Rewrite the material from its start through the line containing "point(635, 187)", replacing "door frame" with "door casing" and leaving everything else unchanged.

- [Source records]:

· · · ·

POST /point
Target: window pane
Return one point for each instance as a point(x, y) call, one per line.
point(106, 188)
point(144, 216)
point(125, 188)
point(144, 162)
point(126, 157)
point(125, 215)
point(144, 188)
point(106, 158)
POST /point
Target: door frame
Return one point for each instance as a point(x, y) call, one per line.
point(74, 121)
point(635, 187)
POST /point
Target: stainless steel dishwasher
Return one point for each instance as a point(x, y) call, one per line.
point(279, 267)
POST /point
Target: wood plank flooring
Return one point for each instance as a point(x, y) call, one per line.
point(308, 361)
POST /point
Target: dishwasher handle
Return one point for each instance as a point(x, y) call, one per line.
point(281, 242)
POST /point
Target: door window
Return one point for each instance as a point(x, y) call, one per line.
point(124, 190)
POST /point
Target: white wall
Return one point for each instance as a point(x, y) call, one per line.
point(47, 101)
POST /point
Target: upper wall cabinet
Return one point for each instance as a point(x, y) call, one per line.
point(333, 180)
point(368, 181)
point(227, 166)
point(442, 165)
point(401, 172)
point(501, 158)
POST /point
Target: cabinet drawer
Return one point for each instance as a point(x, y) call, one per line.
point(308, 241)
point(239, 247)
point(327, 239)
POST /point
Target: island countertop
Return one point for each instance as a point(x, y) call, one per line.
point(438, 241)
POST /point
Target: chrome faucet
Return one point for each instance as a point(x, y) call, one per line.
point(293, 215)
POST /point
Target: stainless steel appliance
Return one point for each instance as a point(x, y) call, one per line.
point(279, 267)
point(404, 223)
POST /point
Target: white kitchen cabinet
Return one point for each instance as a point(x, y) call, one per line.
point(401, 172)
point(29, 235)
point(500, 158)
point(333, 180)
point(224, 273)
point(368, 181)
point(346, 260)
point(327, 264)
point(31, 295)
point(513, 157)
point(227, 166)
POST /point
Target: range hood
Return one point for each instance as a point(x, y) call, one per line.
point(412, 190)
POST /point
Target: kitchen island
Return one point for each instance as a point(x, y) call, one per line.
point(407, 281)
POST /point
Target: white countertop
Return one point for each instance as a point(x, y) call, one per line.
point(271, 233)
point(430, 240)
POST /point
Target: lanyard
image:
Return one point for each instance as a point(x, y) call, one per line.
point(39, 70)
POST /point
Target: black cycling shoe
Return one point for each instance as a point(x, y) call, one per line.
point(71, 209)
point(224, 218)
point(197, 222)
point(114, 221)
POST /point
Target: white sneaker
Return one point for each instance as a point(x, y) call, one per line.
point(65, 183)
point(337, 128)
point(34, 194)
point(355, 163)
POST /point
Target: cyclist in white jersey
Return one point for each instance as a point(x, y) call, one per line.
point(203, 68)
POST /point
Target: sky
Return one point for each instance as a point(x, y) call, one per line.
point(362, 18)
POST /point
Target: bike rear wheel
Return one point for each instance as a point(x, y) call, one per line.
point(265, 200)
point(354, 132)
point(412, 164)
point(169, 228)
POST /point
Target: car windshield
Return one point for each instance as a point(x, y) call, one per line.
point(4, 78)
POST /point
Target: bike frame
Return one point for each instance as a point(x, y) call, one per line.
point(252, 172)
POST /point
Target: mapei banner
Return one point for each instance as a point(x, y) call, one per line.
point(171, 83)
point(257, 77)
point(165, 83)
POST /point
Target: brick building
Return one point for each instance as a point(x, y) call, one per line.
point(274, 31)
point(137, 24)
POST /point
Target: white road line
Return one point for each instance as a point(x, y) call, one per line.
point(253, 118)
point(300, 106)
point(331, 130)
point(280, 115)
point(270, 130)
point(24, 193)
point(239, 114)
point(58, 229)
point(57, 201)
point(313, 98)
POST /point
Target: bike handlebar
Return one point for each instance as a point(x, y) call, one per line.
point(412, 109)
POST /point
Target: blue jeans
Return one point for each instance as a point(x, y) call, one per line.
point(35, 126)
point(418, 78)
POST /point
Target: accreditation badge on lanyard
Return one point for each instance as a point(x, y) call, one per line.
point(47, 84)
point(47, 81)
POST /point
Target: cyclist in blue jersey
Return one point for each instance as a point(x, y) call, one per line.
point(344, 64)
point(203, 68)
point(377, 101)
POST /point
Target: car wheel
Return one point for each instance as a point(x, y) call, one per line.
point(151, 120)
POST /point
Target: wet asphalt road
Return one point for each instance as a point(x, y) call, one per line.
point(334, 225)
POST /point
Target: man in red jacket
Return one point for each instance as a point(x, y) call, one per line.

· · · ·

- [Task output]:
POST /point
Target: window pane
Return one point for each instance as a point(x, y) call, one per line.
point(106, 188)
point(144, 216)
point(125, 188)
point(144, 162)
point(126, 157)
point(125, 215)
point(144, 188)
point(106, 158)
POST /point
Target: door casing
Return one point for each instance as a point(x, y) call, one per line.
point(74, 121)
point(635, 187)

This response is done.